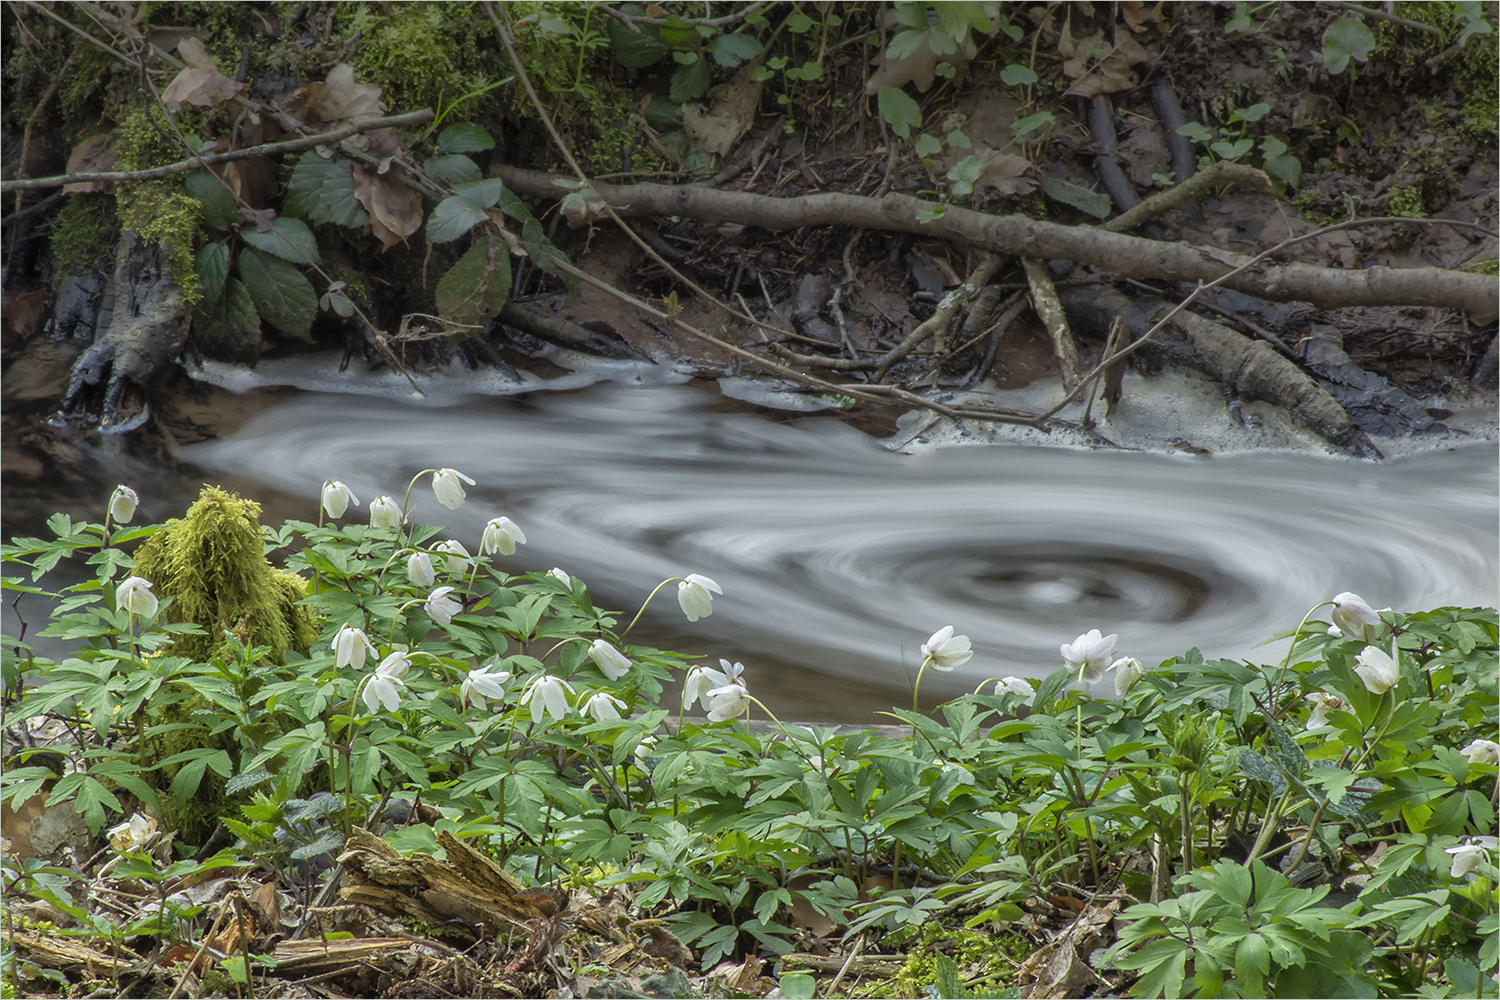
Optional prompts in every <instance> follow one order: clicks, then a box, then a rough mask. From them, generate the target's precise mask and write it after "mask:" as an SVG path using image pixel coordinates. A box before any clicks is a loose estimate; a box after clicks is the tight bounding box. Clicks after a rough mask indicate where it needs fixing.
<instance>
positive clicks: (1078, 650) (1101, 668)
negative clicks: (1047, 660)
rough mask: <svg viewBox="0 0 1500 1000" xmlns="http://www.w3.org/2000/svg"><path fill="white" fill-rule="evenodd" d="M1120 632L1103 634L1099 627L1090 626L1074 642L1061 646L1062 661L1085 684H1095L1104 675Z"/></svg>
mask: <svg viewBox="0 0 1500 1000" xmlns="http://www.w3.org/2000/svg"><path fill="white" fill-rule="evenodd" d="M1116 639H1119V636H1118V634H1110V636H1101V634H1100V630H1098V628H1091V630H1089V631H1086V633H1083V634H1082V636H1079V637H1077V639H1074V640H1073V642H1065V643H1062V646H1059V651H1061V652H1062V663H1064V666H1067V667H1068V670H1070V673H1073V676H1076V678H1080V679H1082V681H1083V682H1085V684H1095V682H1098V681H1100V679H1101V678H1103V676H1104V664H1106V663H1109V658H1110V652H1112V651H1113V649H1115V640H1116Z"/></svg>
----
-- TASK STATEMENT --
Convert all of the material above into a JSON list of strings, with one string for each line and blank lines left out. Do not include the pictures.

-- SOLUTION FOR THIS TASK --
[
  "Optional prompts in every <instance> follow one order: clicks, then a box, then a rough mask. From them, generate the target's precise mask and write it after \"mask:\" as an SVG path using image pixel coordinates. A box before any clicks is a loose estimate; a box after clicks is the tight bounding box. Clicks after a rough mask indicate where it needs fixing.",
  "<instance>",
  "positive clicks: (1078, 650) (1101, 668)",
  "negative clicks: (1047, 660)",
  "rough mask: <svg viewBox=\"0 0 1500 1000\" xmlns=\"http://www.w3.org/2000/svg\"><path fill=\"white\" fill-rule=\"evenodd\" d=\"M1120 632L1103 634L1099 627L1090 626L1074 642L1061 646L1062 661L1085 684H1095L1104 675Z\"/></svg>",
  "mask: <svg viewBox=\"0 0 1500 1000\" xmlns=\"http://www.w3.org/2000/svg\"><path fill=\"white\" fill-rule=\"evenodd\" d=\"M1116 639H1119V636H1118V634H1110V636H1101V634H1100V630H1098V628H1091V630H1089V631H1086V633H1083V634H1082V636H1079V637H1077V639H1074V640H1073V642H1065V643H1062V646H1059V651H1061V652H1062V663H1064V666H1067V667H1068V670H1070V673H1073V676H1076V678H1080V679H1082V681H1083V682H1085V684H1095V682H1098V681H1100V679H1101V678H1103V676H1104V664H1106V663H1109V658H1110V652H1112V651H1113V649H1115V640H1116Z\"/></svg>"
]